**Text block**
★ ★ ★ ★ ★

Another destroyer of religious seriousness, and which is the last I shall mention, is a certain fatal turn which some minds take, namely, that when they find difficulties in or concerning religion, or any of the tenets of religion, they forthwith plunge into irreligion; and make these difficulties, or any degree of uncertainty which seems
to their apprehension to hang over the subject, a ground and occasion for giving full liberty to their inclinations, and for casting off the restraints of religion entirely. This is the case with men, who, at the best, perhaps, were only balancing between the sanctions of religion and the love of pleasure or of unjust gain, but especially the former. In this precarious state, any objection, or appearance of objection, which diminishes the force of the religious impression, determines the balance against the side of virtue, and gives up the doubter to sensuality, to the world, and to the flesh. Now, of all ways which a man can take, this is the surest way to destruction ; and it is completely irrational. I say it is completely irrational; for when we meditate upon the tremendous consequences which form the subject of religion, we cannot avoid this reflection, that any degree of probability whatever, I had almost said any degree of possibility whatever, of religion being true, ought to determine a rational creature so to act as to secure himself from punishment in a future state, and the loss of that happiness which may be
attained. Therefore he has no pretence for alleging uncertainty as an excuse for his conduct, because he does not act in conformity with that in which there is no uncertainty at all. In the next place, it is giving to apparent difficulties more weight than they are entitled to. I only request any man to consider, first, the necessary allowances to be made for the short-sightedness and the weakness of the human understanding; secondly, the nature of those subjects concerning which religion treats, so remote from our senses, so different from our experience, so above and beyond the ordinary train and course of our ideas! and then say, whether difficulties, and great difficulties also, were not to be expected; nay further, whether they be not in some measure subservient to the very purpose of religion. The reward of everlasting life, and the punishment of misery of which we know no end, if they were present and immediate, could not be withstood, and would not leave any room for liberty or choice. But this sort of force upon the will is not what God designed; is suitable indeed to the nature of free,
moral, and accountable agents. The truth is, and it was most likely beforehand that it would be so, that amidst some points which are dark, some which are dubious, there are many which are clear and certain. Now, I apprehend, that, if we act faithfully up to those points concerning which there is no question, most especially if we determine upon and choose our rule and course of life according to those principles of choice which all men whatever allow to be wise and safe principles, and the only principles which are so; and conduct ourselves stedfastly according to the rule thus chosen, the difficulties which remain in religion will not move or disturb us much; and will, as we proceed, become gradually less and fewer. Whereas, if we begin with objections; if all we consider about religion be its difficulties; but, most especially, if we permit the suggestion of difficulties to drive us into a practical rejection of religion itself, and to afford us, which is what we wanted, an excuse to ourselves for casting off its restraints; then the event will be, that its difficulties will multiply upon us; its light grow more and
more dim, and we shall settle in the worst and most hopeless of all conditions; the last condition, I will venture to say, in which any man living would wish his son, or any one whom he loved, and for whose happiness he was anxious, to be placed; a life of confirmed vice and dissoluteness; founded in a formal renunciation of religion.
He that has to preach Christianity to persons in this state, has to preach to stones. He must not expect to be heard, either with complacency or seriousness, or patience, or even to escape contempt and derision. Habits of thinking are fixed by habits of acting; and both too solidly fixed to be moved by human persuasion. God in his mercy, and by his providences, as well as by his spirit, can touch and soften the heart of stone. And it is seldom perhaps, that, without some strong, and it may be, sudden impressions of this kind, and from this source, serious sentiments ever penetrate dispositions hardened in the manner which we have here described.

★ ★ ★ ★ ★

**Material provided**
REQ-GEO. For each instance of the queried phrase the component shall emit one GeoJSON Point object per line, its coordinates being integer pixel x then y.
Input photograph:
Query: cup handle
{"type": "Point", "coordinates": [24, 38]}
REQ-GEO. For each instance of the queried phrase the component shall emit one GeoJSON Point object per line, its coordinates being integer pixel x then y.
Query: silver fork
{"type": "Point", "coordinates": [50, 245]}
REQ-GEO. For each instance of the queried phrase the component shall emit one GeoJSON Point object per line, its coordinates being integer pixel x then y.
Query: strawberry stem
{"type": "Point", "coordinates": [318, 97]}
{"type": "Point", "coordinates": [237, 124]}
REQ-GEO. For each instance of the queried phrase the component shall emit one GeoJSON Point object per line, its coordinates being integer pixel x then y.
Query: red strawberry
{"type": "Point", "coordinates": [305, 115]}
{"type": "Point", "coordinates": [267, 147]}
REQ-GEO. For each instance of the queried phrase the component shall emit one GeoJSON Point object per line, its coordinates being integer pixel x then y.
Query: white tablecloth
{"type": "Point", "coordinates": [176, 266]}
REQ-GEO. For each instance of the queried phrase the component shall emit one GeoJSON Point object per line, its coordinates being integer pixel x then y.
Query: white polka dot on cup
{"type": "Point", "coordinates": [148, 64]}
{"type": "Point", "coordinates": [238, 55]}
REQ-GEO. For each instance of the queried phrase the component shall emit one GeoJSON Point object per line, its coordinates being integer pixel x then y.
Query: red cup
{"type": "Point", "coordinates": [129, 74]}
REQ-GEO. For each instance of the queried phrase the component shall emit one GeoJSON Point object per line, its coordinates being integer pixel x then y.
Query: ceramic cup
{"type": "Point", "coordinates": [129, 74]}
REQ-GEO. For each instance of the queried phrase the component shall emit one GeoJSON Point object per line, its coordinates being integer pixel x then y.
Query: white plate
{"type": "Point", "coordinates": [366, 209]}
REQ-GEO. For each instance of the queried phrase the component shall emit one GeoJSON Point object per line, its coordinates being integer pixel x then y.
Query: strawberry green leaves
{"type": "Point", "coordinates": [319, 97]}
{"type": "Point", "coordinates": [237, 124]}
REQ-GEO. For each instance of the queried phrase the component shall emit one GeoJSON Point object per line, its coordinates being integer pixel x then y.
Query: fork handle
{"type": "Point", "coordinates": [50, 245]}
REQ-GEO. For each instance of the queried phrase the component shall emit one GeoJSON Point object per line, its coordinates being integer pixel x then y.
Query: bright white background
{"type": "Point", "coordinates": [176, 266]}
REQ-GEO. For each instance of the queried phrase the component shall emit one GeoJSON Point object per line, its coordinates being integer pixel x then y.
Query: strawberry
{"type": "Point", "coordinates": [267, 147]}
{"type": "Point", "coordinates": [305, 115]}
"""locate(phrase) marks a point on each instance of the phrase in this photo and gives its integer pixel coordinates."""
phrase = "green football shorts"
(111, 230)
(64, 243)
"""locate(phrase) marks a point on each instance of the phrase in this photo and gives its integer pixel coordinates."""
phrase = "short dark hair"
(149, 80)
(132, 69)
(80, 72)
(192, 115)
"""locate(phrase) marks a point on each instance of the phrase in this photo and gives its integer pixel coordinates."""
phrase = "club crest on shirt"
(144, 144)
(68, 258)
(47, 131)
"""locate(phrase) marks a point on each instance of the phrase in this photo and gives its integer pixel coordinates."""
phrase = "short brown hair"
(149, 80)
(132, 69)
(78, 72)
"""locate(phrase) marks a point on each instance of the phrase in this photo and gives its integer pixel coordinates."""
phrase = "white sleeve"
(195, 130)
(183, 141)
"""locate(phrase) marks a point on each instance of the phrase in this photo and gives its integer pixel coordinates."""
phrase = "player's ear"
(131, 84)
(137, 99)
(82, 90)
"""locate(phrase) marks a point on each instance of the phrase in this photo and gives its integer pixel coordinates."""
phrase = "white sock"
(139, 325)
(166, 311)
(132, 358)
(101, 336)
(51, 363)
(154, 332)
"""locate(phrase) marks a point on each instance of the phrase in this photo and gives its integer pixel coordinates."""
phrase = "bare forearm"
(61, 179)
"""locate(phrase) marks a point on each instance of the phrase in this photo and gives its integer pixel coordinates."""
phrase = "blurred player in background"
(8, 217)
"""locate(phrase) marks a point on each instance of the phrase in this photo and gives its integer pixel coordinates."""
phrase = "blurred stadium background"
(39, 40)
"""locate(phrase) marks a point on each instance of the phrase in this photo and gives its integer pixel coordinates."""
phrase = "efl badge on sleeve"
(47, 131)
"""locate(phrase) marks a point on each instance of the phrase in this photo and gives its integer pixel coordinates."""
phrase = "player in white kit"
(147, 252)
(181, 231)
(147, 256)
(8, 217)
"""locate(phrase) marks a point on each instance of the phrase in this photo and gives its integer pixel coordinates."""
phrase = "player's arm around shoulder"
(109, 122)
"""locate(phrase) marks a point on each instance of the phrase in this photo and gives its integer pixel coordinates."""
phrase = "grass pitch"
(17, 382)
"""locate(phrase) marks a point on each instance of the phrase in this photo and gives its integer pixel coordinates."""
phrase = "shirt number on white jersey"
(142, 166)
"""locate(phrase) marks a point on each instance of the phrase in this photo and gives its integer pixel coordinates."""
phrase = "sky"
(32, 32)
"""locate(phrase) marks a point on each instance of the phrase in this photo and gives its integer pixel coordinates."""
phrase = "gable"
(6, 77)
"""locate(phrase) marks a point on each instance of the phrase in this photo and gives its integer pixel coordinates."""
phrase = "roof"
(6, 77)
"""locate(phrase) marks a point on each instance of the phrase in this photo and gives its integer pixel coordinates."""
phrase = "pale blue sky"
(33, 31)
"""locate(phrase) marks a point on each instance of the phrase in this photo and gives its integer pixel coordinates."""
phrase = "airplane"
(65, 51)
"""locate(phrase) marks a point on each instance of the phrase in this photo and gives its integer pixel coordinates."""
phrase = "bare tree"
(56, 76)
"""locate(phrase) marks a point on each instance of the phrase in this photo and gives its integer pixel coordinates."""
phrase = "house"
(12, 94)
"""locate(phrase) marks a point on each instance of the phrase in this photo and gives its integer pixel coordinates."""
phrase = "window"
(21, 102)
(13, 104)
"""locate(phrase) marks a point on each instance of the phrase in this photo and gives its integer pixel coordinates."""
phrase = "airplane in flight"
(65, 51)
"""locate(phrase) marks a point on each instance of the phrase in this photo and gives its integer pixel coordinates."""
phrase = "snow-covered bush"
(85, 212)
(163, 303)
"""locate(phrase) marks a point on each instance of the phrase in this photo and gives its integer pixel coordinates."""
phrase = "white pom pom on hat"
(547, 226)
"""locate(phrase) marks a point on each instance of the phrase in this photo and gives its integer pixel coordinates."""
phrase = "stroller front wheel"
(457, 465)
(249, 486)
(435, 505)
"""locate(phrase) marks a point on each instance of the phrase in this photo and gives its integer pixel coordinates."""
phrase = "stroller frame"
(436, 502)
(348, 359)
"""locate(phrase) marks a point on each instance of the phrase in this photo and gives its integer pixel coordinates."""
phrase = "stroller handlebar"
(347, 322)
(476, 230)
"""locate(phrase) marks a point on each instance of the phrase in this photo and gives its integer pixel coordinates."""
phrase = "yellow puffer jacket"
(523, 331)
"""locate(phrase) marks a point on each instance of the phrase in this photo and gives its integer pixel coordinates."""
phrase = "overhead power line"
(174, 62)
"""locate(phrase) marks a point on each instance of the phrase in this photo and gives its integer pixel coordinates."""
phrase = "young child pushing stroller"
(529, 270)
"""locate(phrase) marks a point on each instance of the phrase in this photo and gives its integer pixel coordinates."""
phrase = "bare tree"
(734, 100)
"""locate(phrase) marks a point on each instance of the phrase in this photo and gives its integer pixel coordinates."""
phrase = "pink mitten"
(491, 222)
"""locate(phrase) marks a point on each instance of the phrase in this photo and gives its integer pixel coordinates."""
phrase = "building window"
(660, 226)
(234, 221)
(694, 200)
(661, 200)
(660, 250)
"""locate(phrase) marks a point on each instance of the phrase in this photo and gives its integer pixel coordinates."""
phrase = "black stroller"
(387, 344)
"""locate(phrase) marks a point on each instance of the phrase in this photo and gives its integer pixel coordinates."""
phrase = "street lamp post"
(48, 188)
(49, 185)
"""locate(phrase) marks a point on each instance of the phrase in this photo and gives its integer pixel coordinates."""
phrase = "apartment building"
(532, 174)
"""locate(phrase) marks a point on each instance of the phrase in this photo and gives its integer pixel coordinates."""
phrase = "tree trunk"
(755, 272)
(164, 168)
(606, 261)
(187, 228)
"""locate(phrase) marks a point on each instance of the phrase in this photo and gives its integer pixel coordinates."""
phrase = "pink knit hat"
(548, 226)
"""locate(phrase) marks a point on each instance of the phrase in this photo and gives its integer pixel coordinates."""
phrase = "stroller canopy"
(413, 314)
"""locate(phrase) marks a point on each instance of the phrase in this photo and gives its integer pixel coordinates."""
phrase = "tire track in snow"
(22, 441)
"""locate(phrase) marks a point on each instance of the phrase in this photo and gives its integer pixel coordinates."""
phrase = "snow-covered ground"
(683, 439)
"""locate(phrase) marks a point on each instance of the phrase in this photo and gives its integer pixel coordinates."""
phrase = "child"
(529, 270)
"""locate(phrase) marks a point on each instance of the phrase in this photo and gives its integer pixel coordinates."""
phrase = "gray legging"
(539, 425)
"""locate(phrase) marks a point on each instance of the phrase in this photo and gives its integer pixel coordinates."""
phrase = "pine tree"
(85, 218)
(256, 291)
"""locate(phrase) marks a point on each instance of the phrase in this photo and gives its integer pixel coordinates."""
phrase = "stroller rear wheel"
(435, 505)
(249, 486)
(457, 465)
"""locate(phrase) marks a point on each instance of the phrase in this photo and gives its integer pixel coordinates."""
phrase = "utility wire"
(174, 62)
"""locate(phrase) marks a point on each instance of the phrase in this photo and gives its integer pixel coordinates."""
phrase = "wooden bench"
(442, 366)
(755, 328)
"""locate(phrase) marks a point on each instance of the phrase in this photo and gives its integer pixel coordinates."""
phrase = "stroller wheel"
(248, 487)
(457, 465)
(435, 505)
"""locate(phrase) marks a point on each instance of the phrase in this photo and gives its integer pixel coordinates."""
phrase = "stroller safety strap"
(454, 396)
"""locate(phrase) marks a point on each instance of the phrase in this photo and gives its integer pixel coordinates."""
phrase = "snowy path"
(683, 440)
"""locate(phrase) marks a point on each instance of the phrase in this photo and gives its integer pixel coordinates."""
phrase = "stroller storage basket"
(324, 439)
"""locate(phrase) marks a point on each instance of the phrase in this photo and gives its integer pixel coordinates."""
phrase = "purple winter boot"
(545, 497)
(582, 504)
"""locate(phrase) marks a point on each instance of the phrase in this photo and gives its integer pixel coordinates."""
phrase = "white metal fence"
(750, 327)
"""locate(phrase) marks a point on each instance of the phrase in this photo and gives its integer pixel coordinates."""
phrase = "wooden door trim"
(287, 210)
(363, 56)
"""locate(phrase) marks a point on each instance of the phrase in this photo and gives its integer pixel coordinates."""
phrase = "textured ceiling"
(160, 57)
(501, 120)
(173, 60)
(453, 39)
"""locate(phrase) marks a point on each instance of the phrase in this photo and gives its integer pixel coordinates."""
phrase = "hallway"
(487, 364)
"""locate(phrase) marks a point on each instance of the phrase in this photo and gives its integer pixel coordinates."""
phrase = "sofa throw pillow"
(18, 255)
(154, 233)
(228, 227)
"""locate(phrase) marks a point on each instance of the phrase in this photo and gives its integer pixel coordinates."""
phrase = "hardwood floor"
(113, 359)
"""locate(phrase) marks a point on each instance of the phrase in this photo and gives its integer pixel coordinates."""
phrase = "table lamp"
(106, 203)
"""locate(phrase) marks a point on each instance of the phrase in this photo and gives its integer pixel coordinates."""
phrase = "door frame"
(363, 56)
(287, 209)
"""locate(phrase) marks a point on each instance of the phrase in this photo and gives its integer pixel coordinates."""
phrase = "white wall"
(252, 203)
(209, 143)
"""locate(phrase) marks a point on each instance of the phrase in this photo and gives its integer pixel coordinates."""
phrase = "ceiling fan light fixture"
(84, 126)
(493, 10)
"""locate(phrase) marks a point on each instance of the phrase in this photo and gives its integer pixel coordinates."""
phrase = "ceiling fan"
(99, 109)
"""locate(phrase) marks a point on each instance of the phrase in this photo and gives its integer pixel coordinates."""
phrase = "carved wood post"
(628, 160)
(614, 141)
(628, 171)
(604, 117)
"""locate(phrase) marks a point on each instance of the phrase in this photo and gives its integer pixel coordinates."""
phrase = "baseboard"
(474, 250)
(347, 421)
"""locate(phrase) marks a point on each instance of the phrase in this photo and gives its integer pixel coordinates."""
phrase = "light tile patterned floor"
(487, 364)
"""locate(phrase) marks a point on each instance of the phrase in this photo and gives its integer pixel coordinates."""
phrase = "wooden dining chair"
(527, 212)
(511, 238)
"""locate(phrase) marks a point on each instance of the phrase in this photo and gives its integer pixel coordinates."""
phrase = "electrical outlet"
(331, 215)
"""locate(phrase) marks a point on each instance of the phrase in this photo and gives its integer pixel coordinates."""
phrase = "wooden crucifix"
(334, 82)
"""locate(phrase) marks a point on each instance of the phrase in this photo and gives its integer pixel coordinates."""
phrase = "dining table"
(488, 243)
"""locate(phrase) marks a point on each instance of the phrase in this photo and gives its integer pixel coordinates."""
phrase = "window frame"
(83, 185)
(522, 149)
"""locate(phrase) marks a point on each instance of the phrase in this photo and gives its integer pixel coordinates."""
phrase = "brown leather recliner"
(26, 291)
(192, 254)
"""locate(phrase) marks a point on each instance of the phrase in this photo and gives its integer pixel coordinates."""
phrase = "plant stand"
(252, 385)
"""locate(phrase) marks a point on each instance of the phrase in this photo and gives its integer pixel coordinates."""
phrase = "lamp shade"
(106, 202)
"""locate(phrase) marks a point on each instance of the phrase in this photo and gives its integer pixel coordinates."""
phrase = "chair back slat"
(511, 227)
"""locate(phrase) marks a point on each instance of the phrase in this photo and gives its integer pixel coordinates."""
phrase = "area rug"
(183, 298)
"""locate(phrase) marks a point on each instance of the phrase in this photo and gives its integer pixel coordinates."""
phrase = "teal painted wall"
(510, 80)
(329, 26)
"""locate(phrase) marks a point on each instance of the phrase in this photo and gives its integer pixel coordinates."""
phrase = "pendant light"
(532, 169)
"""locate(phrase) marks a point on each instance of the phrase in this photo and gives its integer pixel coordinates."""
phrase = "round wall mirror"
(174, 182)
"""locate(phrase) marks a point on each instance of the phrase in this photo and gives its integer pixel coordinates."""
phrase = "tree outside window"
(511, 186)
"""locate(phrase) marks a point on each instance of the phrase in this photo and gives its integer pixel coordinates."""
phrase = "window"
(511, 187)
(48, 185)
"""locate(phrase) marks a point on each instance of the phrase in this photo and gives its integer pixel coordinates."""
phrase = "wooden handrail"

★ ★ ★ ★ ★

In the passage above on religious seriousness, reproduce word for word everything from "He that has" down to "have here described.".

**Expected answer**
He that has to preach Christianity to persons in this state, has to preach to stones. He must not expect to be heard, either with complacency or seriousness, or patience, or even to escape contempt and derision. Habits of thinking are fixed by habits of acting; and both too solidly fixed to be moved by human persuasion. God in his mercy, and by his providences, as well as by his spirit, can touch and soften the heart of stone. And it is seldom perhaps, that, without some strong, and it may be, sudden impressions of this kind, and from this source, serious sentiments ever penetrate dispositions hardened in the manner which we have here described.